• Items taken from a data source
┌────────
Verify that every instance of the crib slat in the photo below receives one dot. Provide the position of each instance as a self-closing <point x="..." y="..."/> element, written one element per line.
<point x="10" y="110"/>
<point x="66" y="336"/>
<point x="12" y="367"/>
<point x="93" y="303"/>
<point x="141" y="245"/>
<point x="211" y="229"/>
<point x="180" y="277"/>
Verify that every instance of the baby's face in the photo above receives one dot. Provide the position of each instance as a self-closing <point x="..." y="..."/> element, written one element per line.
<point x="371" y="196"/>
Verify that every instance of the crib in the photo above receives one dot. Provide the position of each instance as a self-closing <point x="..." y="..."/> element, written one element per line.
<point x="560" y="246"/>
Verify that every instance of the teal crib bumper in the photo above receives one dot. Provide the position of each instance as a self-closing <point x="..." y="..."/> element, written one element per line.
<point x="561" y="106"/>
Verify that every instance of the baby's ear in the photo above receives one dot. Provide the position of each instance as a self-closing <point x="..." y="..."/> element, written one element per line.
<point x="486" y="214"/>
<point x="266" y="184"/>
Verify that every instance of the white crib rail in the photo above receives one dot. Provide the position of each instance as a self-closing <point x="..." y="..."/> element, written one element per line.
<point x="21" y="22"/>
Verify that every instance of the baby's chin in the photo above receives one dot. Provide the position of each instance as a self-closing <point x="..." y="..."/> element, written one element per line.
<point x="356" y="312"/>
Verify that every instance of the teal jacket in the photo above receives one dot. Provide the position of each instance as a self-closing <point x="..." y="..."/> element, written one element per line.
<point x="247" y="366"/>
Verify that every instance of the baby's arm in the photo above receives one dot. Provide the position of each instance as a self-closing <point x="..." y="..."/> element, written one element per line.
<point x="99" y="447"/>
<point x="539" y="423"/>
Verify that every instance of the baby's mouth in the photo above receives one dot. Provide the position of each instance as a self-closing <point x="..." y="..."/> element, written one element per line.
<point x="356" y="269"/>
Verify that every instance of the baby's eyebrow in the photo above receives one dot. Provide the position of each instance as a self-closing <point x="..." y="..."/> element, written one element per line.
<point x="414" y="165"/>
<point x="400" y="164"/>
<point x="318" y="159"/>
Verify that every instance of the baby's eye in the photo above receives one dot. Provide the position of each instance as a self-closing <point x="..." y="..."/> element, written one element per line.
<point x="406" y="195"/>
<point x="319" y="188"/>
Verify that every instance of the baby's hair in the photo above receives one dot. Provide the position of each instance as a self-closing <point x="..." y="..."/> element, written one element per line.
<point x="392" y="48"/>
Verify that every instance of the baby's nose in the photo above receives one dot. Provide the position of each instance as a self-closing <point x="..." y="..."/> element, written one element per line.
└────────
• TO DO
Please copy all of the records above line for line, changing nothing.

• THE ANSWER
Verify that every instance of the crib slat in the photo below receives one dot. Provide the position of each instance as a self-closing <point x="..." y="..."/> element, written one element per line.
<point x="10" y="110"/>
<point x="66" y="336"/>
<point x="12" y="367"/>
<point x="93" y="303"/>
<point x="141" y="245"/>
<point x="211" y="229"/>
<point x="180" y="277"/>
Verify that every instance of the baby's face in the photo above receives one dot. Provide the position of each instance as a self-closing <point x="..." y="..."/> element, written one element per line.
<point x="371" y="196"/>
Verify that every instance of the crib in the photo above receives one dot. Provide the position of each instance as a self-closing <point x="..." y="..."/> element, written one element per line.
<point x="560" y="246"/>
Verify that every instance of the teal crib bumper in the photo above receives one dot. Provide the position of each instance as a self-closing <point x="..." y="..."/> element, written one element per line.
<point x="561" y="106"/>
Verify that every instance of the baby's ear in the photo above receives one dot. Provide the position of each instance as a self-closing <point x="..." y="..."/> element, written one element per line.
<point x="486" y="214"/>
<point x="266" y="184"/>
Verify that every instance of the white crib rail in the photo above receives one dot. Provide the position of each instance as a self-closing <point x="..." y="..."/> element, written one element per line.
<point x="21" y="22"/>
Verify that every instance of the baby's chin in the photo above receives one dot. Provide the position of each instance as a self-closing <point x="..." y="..."/> element, written one element per line.
<point x="356" y="312"/>
Verify that every instance of the teal jacket in the photo above receives one dot. Provide the position of each instance as a self-closing <point x="..." y="..."/> element, written one element per line.
<point x="247" y="366"/>
Verify that every instance of the baby's arm in the photo above receives one dot. Provide the position of each instance as a self-closing <point x="..." y="..."/> element, written one element per line.
<point x="99" y="447"/>
<point x="539" y="423"/>
Verify that every instance of the baby's mouth in the photo above receives one dot. Provide the position of each instance as a self-closing <point x="..." y="..."/> element, written one element per line.
<point x="356" y="269"/>
Verify that every instance of the baby's eyebrow in the photo above receives one dot. Provide the position of each instance as a self-closing <point x="..." y="..."/> element, written one element per line.
<point x="414" y="165"/>
<point x="400" y="164"/>
<point x="318" y="159"/>
Verify that every instance of the baby's eye in the photo above receives one dot. Provide the position of each instance as a self-closing <point x="..." y="..."/> element, written one element per line.
<point x="406" y="195"/>
<point x="319" y="188"/>
Verify that every instance of the baby's hair in the photo above receives one dot. Provide the position of each instance as a self-closing <point x="..." y="..."/> element, written one element per line.
<point x="392" y="48"/>
Verify that every instance of the baby's nose in the photo above receives one dot. Provide the position of each instance as a self-closing <point x="..." y="..."/> element, written one element per line.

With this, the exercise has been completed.